**ASSIGNED TASK**:
Transcribe the full listing below exactly.

BEGIN PROVIDED DATA

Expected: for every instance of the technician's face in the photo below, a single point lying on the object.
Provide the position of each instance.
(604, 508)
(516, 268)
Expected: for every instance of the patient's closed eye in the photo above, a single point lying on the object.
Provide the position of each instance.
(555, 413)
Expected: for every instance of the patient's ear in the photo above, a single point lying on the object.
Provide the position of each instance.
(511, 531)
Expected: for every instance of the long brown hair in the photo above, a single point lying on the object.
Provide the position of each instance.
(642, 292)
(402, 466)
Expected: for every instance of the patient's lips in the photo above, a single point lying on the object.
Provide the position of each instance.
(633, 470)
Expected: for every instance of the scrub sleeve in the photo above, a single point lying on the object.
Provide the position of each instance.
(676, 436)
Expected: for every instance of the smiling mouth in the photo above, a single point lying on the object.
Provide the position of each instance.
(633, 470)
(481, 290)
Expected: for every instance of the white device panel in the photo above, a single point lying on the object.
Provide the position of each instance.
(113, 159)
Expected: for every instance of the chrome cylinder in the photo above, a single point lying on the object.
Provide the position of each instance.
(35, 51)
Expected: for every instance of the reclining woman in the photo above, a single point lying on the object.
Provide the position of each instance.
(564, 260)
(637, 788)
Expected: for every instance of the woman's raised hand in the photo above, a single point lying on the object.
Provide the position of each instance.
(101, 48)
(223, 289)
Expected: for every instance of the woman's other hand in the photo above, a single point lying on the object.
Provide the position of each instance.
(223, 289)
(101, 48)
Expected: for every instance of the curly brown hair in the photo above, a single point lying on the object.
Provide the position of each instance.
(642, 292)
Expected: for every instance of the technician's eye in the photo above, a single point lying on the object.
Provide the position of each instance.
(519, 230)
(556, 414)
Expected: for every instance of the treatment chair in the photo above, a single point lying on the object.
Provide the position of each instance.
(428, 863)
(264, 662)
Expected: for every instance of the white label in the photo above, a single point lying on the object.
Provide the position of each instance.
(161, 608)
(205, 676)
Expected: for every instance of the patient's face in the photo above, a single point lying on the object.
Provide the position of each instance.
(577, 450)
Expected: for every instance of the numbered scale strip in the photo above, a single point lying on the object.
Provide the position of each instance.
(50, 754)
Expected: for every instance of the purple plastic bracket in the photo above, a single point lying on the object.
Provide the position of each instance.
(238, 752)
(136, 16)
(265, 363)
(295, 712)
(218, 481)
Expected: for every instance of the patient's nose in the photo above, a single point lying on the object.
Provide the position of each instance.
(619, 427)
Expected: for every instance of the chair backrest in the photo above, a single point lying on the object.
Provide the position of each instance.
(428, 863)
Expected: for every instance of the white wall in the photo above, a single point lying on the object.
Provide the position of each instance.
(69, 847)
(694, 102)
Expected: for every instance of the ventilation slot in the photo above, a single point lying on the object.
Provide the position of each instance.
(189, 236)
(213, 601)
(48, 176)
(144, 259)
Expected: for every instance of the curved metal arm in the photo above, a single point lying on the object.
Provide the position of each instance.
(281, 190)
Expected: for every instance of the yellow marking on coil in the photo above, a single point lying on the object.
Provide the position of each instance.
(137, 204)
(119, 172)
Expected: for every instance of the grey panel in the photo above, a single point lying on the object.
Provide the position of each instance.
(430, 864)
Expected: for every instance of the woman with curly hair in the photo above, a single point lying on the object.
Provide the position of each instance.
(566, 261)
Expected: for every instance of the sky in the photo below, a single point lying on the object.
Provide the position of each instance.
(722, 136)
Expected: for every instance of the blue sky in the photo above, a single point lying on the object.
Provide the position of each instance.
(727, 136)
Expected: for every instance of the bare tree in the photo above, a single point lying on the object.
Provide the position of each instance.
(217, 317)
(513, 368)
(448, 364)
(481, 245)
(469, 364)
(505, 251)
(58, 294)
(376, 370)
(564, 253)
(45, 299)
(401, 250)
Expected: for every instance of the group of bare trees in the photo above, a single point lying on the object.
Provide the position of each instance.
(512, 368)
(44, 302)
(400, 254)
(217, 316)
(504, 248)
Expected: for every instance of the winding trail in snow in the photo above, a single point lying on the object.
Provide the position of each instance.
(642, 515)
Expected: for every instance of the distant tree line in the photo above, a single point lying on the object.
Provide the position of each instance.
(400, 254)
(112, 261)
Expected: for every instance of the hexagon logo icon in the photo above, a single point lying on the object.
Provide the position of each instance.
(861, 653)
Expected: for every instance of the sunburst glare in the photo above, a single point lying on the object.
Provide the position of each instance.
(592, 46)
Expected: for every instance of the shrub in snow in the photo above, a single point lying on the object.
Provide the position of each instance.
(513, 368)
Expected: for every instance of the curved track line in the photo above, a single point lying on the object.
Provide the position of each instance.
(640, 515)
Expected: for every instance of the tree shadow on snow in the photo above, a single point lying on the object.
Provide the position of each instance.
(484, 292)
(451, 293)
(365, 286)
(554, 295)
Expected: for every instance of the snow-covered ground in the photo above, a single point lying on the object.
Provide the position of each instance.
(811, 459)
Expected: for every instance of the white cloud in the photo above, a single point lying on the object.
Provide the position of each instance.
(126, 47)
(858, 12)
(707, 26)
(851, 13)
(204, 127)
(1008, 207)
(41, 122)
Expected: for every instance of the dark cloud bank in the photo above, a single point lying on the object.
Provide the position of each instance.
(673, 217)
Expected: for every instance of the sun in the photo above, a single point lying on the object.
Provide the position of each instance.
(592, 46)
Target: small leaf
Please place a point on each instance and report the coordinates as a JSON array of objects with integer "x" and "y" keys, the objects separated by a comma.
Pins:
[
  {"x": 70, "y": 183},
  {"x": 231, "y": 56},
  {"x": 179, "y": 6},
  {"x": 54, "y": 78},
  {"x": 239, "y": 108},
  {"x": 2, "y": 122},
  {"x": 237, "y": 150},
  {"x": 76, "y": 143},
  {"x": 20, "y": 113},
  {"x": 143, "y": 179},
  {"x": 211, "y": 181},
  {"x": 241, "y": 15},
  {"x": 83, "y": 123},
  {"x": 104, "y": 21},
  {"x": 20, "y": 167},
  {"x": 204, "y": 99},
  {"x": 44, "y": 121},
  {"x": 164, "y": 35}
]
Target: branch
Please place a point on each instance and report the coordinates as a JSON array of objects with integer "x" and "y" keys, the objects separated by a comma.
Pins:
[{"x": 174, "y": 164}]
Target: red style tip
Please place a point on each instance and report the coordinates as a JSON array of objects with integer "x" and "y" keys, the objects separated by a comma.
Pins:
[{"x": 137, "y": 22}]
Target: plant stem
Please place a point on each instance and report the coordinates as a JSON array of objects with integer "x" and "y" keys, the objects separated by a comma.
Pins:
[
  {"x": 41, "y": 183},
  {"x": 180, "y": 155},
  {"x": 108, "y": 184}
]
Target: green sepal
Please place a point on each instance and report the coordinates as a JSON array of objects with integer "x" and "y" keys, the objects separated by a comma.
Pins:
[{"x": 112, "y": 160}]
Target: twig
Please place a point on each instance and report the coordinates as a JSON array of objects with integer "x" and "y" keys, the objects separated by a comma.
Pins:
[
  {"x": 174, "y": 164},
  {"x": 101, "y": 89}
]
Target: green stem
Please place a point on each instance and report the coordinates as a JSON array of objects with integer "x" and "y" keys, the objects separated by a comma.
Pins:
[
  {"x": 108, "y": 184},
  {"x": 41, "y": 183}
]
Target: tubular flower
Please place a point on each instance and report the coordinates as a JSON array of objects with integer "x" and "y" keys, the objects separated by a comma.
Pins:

END PROVIDED DATA

**SOLUTION TO THIS EXERCISE**:
Expected: for every instance of the technician's face in the photo below, a single point lying on the object.
Provide the position of each instance.
(604, 508)
(516, 268)
Expected: for every instance of the patient's closed eye in the photo above, a single point lying on the object.
Provide the position of each instance.
(555, 413)
Expected: for every instance of the patient's ear in the photo above, a single point lying on the object.
Provide the position of each instance.
(511, 531)
Expected: for every instance of the long brown hair in the photo above, a single point lying on the object.
Provide the position of each instance.
(642, 292)
(402, 466)
Expected: for every instance of the patient's lips in the photo above, a single point lying on the object.
Provide the position of each instance.
(633, 470)
Expected: for every instance of the scrub sleeve in the photo above, a single point lying on the object.
Provide the position of each instance.
(676, 436)
Expected: for every instance of the smiling mouth in the photo above, a single point lying on the object.
Provide the position of each instance.
(633, 470)
(481, 290)
Expected: for every instance of the white device panel in the photo above, a single point lying on the object.
Provide the position of each instance.
(113, 159)
Expected: for every instance of the chrome cylinder in the photo above, a single point lying on the object.
Provide the position of each instance.
(35, 51)
Expected: for every instance of the reclining woman in the photo above, a single point lying on the object.
Provide the position of each instance.
(564, 260)
(637, 788)
Expected: for every instance of the woman's raised hand in the photo above, a single point lying on the object.
Provide the position of each instance.
(101, 48)
(223, 289)
Expected: for every instance of the woman's other hand in the photo above, a single point lying on the object.
Provide the position of each instance.
(223, 289)
(101, 48)
Expected: for every instance of the curly brown hair in the photo above, a single point lying on the object.
Provide the position of each instance.
(642, 292)
Expected: for every instance of the technician's eye in the photo above, a single point lying on the object.
Provide the position of each instance.
(519, 230)
(556, 414)
Expected: for every instance of the treatment chair in the photo above, a single point lying on the object.
Provide the position of each instance.
(428, 863)
(264, 662)
Expected: for every instance of the white label in the photo above, a single point lying on the object.
Provide the position of each instance.
(161, 608)
(205, 676)
Expected: for every instance of the patient's face in the photo above, a single point lying on the object.
Provide the position of each instance.
(577, 450)
Expected: for every instance of the numbered scale strip in the photo above, a single point lying on the object.
Provide the position of each instance.
(50, 754)
Expected: for every instance of the purple plastic bracket in the photo above, a single point lying on the object.
Provide the position of each instance.
(238, 752)
(136, 16)
(265, 363)
(295, 712)
(218, 481)
Expected: for every instance of the patient's nose in the photo above, a single point lying on the object.
Provide the position of each instance.
(619, 427)
Expected: for every instance of the chair backrest in the photo above, a single point lying on the object.
Provide the position of each instance.
(428, 863)
Expected: for every instance of the white wall in the photo above, a single point lying on the object.
Provide the position of each instance.
(69, 847)
(694, 102)
Expected: for every instance of the ventilation slot in the photo above, a single point lying on the object.
Provide the position of each instance.
(189, 236)
(213, 601)
(48, 176)
(144, 259)
Expected: for every instance of the curved metal arm in the photo above, a single point lying on the object.
Provide the position of each instance.
(281, 190)
Expected: for every instance of the yellow marking on coil in the photo above, a single point lying on the object.
Provide the position of each instance.
(137, 204)
(119, 172)
Expected: for every instance of the grey panel in the photo above, a single point lying on the object.
Provide the position of each instance.
(430, 864)
Expected: for every instance of the woman with curly hair in the photo above, a single point lying on the object.
Provide the position of each instance.
(566, 261)
Expected: for every instance of the sky in the photo below, a single point lying on the object.
Provide the position of each instance.
(722, 136)
Expected: for every instance of the blue sky in the photo above, a single point lying on the object.
Provide the position of each instance.
(727, 136)
Expected: for every instance of the bare tree in the photo above, a single point lying on the object.
Provide the position of each instance.
(217, 317)
(513, 368)
(448, 364)
(481, 245)
(469, 364)
(505, 251)
(58, 294)
(376, 370)
(564, 253)
(45, 299)
(401, 250)
Expected: for every instance of the group of bare trees in the photo above, a single point lying on the object.
Provide the position of each instance.
(512, 368)
(44, 302)
(400, 254)
(217, 316)
(504, 248)
Expected: for every instance of the winding trail in snow in the photo above, a single point lying on the object.
Provide the position of each instance.
(642, 515)
Expected: for every instance of the distant tree line in the photo above, a single point lying on the object.
Provide the position of each instance.
(400, 254)
(112, 261)
Expected: for every instance of the hexagon logo icon in the photo above, a single point lying on the object.
Provide the position of each instance.
(861, 653)
Expected: for every instance of the sunburst glare in the photo above, a single point lying on the object.
Provide the position of each instance.
(592, 46)
Expected: for every instance of the shrub in snow in the photo above, a single point lying on the object.
Provide the position of each instance.
(513, 368)
Expected: for every instance of the curved track line in the photo above, a single point lying on the object.
Provide the position of each instance.
(640, 515)
Expected: for every instance of the tree shadow on snow in the photo above, a single point lying on the object.
Provide the position of each instance.
(484, 292)
(451, 293)
(365, 286)
(554, 295)
Expected: for every instance of the snow-covered ground in the photo above, a single point lying on the object.
Provide the position of each instance.
(811, 459)
Expected: for every instance of the white cloud in the photo above, a single point lying on the object.
Provide the position of each instance.
(126, 47)
(858, 12)
(707, 26)
(851, 13)
(204, 127)
(1008, 207)
(41, 122)
Expected: for every instance of the dark cloud bank in the photo above, a single point lying on the object.
Provide the position of each instance.
(673, 217)
Expected: for every instance of the sun in the photo above, a single point lying on the object.
Provide the position of each instance.
(592, 46)
Target: small leaf
Please place a point on each instance and report the coordinates as a JSON array of objects with integer "x" and "y" keys, the objects separated by a comma.
Pins:
[
  {"x": 70, "y": 183},
  {"x": 231, "y": 56},
  {"x": 179, "y": 6},
  {"x": 54, "y": 78},
  {"x": 239, "y": 108},
  {"x": 2, "y": 122},
  {"x": 237, "y": 150},
  {"x": 76, "y": 143},
  {"x": 20, "y": 113},
  {"x": 143, "y": 179},
  {"x": 211, "y": 181},
  {"x": 241, "y": 15},
  {"x": 83, "y": 123},
  {"x": 104, "y": 21},
  {"x": 20, "y": 167},
  {"x": 204, "y": 99},
  {"x": 44, "y": 121},
  {"x": 164, "y": 35}
]
Target: branch
Please place a point on each instance and report the coordinates as a JSON array of objects with integer "x" and "y" keys, the objects separated by a comma.
Pins:
[{"x": 174, "y": 164}]
Target: red style tip
Please place a point on each instance and report the coordinates as a JSON array of objects with integer "x" and "y" keys, the objects separated by a comma.
Pins:
[{"x": 137, "y": 22}]
Target: plant stem
Please place a point on each instance and report the coordinates as a JSON array of objects with integer "x" and "y" keys, the objects separated by a comma.
Pins:
[
  {"x": 41, "y": 183},
  {"x": 180, "y": 155},
  {"x": 108, "y": 184}
]
Target: green sepal
Please place a point on each instance and report the coordinates as a JSON array of objects with integer "x" and "y" keys, the objects separated by a comma.
Pins:
[{"x": 112, "y": 160}]
Target: twig
Please place a point on each instance and report the coordinates as a JSON array of objects with integer "x" and "y" keys, the objects separated by a comma.
Pins:
[
  {"x": 174, "y": 164},
  {"x": 101, "y": 89}
]
Target: green stem
Please place a point on each instance and report the coordinates as a JSON array of objects with integer "x" and "y" keys, the objects separated by a comma.
Pins:
[
  {"x": 108, "y": 184},
  {"x": 41, "y": 183}
]
Target: tubular flower
Please place a point on each instance and report the coordinates as a JSON array of objects with integer "x" and "y" keys, the objects separated by a comma.
Pins:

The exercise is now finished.